Question: Every so often I encounter a small unallocated space in the partitioning scheme of a hard drive, when I want to create a maximal sized partition, even though I have set the “Free space following” to zero in the partitioning dialogue. (see first picture below.)
Of what use this free space of 2048 sectors? The chosen partition table is GPT. Is this small space meant for the MBR equivalent of GPT? If so, why is it at the end of space, should it not be at the beginning of the HDD?
Answer: I’m not sure why libparted does this, but I have three hypotheses:
- It may be a relic of times past. When using the old-style cylinder alignment, the number of sectors on a modern disk would seldom work out to an exact number of cylinders — that is, the last cylinder would be partial. Thus, when partitioning MBR disks with cylinder alignment, it was once common practice to leave a few sectors at the end of the disk unused. It’s possible that the algorithms that libparted uses to do this end up creating a 1MiB gap on GPT disks. If so, this could be considered a bug, albeit a very minor one.
- It may be a rounding error. In recent versions of libparted, partition start points are aligned on 1MiB boundaries. The developers may have intended to have the partition end at the very last usable sector, but a rounding error might have caused it to drop down by the partition-alignment value of 1MiB.

..............................

◆ Work to complete:
a - In the text on unallocated disk space, on what boundaries do recent versions of libparted align partition start points?
b - Resume the text on unallocated disk space, starting right after its last sentence.

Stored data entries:
..............................

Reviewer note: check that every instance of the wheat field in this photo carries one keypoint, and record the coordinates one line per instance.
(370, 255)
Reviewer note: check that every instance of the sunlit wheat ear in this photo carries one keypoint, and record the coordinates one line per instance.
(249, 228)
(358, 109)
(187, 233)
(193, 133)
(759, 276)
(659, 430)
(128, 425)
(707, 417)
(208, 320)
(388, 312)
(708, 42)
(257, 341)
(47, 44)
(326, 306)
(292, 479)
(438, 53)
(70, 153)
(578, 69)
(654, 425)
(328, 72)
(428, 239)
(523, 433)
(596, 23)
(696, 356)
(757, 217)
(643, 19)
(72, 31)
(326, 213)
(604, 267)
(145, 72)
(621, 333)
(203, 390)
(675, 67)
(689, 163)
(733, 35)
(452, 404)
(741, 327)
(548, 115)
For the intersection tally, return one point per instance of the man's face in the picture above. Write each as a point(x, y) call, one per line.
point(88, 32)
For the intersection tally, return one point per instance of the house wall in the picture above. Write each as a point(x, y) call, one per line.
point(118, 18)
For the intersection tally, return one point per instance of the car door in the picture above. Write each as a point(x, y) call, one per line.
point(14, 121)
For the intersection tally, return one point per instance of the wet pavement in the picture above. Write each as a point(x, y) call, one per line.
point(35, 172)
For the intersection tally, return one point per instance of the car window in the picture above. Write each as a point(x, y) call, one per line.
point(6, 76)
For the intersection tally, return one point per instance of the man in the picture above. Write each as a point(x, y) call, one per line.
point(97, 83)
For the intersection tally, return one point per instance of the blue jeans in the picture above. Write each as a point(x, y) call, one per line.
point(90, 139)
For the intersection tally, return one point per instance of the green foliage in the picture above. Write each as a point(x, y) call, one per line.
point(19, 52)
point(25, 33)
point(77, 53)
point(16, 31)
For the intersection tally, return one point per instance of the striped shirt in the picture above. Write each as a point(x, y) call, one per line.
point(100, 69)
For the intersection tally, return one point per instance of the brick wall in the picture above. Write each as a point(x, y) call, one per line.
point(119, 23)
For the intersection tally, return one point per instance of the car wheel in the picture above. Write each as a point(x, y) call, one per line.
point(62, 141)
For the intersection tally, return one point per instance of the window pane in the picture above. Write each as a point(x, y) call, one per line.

..............................

◆ Expected results:
a - On 1MiB boundaries.

b -
- It may be intentional. A gap at the end of the disk could be used for a BIOS Boot Partition (which users must sometimes add after partitioning because they didn’t realize they needed it) or to adjust the size of the partition table. Unfortunately for this hypothesis, libparted doesn’t enable use of this space in either of these ways, although gdisk does.
I’ve listed these options in order of decreasing plausibility. Note that I’m the author of GPT fdisk (gdisk, sgdisk, and cgdisk), so I’m extremely familiar with the needs of GPT partitioning. I’ve even contributed a few lines of code to libparted, but I’m not familiar with the specific areas of libparted that are responsible for this behavior, hence the speculative nature of my hypotheses.